## INPUT MATERIAL
☆ ☆ ☆ ☆ ☆

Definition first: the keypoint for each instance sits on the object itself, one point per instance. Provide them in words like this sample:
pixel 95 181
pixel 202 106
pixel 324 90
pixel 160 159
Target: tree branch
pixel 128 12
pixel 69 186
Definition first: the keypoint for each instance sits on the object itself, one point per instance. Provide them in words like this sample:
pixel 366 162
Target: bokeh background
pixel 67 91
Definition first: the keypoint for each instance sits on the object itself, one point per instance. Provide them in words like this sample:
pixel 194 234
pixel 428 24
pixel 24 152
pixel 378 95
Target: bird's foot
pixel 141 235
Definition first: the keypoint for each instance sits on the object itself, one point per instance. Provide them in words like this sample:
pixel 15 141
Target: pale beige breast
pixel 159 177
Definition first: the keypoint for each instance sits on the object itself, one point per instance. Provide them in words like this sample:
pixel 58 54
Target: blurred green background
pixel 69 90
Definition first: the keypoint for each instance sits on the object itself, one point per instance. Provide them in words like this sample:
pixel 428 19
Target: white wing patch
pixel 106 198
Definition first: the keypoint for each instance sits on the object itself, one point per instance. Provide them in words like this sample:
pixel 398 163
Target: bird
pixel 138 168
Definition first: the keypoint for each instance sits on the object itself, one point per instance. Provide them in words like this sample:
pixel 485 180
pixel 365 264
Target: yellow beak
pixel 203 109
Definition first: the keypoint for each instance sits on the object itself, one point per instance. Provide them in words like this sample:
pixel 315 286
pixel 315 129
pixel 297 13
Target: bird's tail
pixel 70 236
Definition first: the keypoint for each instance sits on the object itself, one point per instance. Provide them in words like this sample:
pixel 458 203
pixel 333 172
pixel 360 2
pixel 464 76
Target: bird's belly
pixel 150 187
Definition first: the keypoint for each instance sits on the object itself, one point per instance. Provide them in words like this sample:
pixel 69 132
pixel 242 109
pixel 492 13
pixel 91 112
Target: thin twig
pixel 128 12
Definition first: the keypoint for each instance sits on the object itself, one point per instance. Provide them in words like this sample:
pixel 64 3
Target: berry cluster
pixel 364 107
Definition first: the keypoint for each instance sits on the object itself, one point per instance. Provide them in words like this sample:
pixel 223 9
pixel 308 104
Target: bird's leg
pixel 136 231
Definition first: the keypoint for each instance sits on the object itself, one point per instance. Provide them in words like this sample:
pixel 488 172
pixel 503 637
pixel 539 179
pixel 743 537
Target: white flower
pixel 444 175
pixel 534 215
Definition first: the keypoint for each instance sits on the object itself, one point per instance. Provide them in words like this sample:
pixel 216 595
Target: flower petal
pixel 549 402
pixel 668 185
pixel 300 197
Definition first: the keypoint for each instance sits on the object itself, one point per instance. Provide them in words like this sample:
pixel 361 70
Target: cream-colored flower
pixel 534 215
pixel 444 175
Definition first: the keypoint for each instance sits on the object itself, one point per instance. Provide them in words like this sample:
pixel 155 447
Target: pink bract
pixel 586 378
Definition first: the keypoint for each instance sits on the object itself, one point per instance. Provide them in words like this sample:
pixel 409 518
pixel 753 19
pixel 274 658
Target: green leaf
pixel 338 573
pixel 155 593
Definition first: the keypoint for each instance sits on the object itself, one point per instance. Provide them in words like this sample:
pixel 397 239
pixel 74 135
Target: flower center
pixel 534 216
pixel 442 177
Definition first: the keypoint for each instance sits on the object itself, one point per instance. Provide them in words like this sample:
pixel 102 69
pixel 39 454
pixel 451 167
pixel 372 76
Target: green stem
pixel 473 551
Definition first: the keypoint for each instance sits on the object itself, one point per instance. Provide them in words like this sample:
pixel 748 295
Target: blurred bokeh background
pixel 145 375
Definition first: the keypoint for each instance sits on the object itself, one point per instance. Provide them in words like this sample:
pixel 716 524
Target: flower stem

☆ ☆ ☆ ☆ ☆

## TASK REQUIREMENTS
Set all of the data down again exactly.

## EXERCISE OUTPUT
Definition first: the keypoint for each instance sits on the object itself, one point per instance. Provide them in words like this sample:
pixel 95 181
pixel 202 106
pixel 324 90
pixel 160 159
Target: tree branch
pixel 128 12
pixel 69 186
Definition first: the keypoint for each instance sits on the object itself, one point per instance. Provide them in words like this sample:
pixel 366 162
Target: bokeh background
pixel 67 91
Definition first: the keypoint for each instance sits on the object itself, one point per instance. Provide them in words like this sample:
pixel 194 234
pixel 428 24
pixel 24 152
pixel 378 95
Target: bird's foot
pixel 141 235
Definition first: the keypoint for each instance sits on the object itself, one point per instance. Provide them in words like this sample:
pixel 15 141
Target: pale beige breast
pixel 159 177
Definition first: the keypoint for each instance sits on the object itself, one point per instance. Provide them in words like this sample:
pixel 58 54
Target: blurred green background
pixel 69 90
Definition first: the keypoint for each instance sits on the object itself, one point per instance. Provide them in words like this sample:
pixel 428 19
Target: white wing patch
pixel 106 198
Definition first: the keypoint for each instance sits on the object itself, one point per instance. Provide them in words like this sample:
pixel 398 163
Target: bird
pixel 138 168
Definition first: the keypoint for each instance sits on the object itself, one point per instance. Provide them in words like this sample:
pixel 485 180
pixel 365 264
Target: yellow beak
pixel 203 109
Definition first: the keypoint for each instance sits on the object itself, one point per instance. Provide them in words like this sample:
pixel 315 286
pixel 315 129
pixel 297 13
Target: bird's tail
pixel 70 236
Definition first: the keypoint for each instance sits on the object itself, one point per instance. Provide them in words like this sample:
pixel 458 203
pixel 333 172
pixel 360 2
pixel 464 76
Target: bird's belly
pixel 150 187
Definition first: the keypoint for each instance sits on the object itself, one point per instance. Provide them in words like this sample:
pixel 69 132
pixel 242 109
pixel 492 13
pixel 91 112
Target: thin twig
pixel 128 12
Definition first: the keypoint for each instance sits on the object itself, one point per instance. Provide them in words like this sample:
pixel 64 3
Target: berry cluster
pixel 364 107
Definition first: the keypoint for each instance sits on the object itself, one point per instance. Provide them in words like this sample:
pixel 223 9
pixel 308 104
Target: bird's leg
pixel 136 231
Definition first: the keypoint for each instance sits on the object itself, one point per instance. Provide them in words like this sample:
pixel 488 172
pixel 503 637
pixel 539 179
pixel 743 537
Target: white flower
pixel 444 175
pixel 534 215
Definition first: the keypoint for each instance sits on the object itself, one point per instance. Provide them in words like this sample:
pixel 216 595
Target: flower petal
pixel 549 402
pixel 668 185
pixel 300 197
Definition first: the keypoint for each instance sits on the object itself, one point per instance. Provide them in words like this sample:
pixel 361 70
Target: cream-colored flower
pixel 534 215
pixel 444 175
Definition first: the keypoint for each instance sits on the object itself, one point per instance. Provide them in words like this sample:
pixel 155 447
Target: pink bract
pixel 586 378
Definition first: the keypoint for each instance sits on the object itself, one point per instance. Provide them in words like this sample:
pixel 409 518
pixel 753 19
pixel 274 658
Target: green leaf
pixel 338 573
pixel 155 593
Definition first: the keypoint for each instance sits on the object itself, one point per instance. Provide them in words like this sample:
pixel 397 239
pixel 74 135
Target: flower center
pixel 534 216
pixel 442 177
Definition first: the keypoint for each instance sits on the object itself, one point per instance. Provide them in words like this sample:
pixel 102 69
pixel 39 454
pixel 451 167
pixel 372 76
Target: green stem
pixel 473 551
Definition first: the keypoint for each instance sits on the object itself, one point per instance. Provide them in words like this sample:
pixel 748 295
Target: blurred bokeh background
pixel 145 375
Definition first: the keypoint for each instance sits on the object itself, one point per instance. Provide them in words like this sample:
pixel 716 524
Target: flower stem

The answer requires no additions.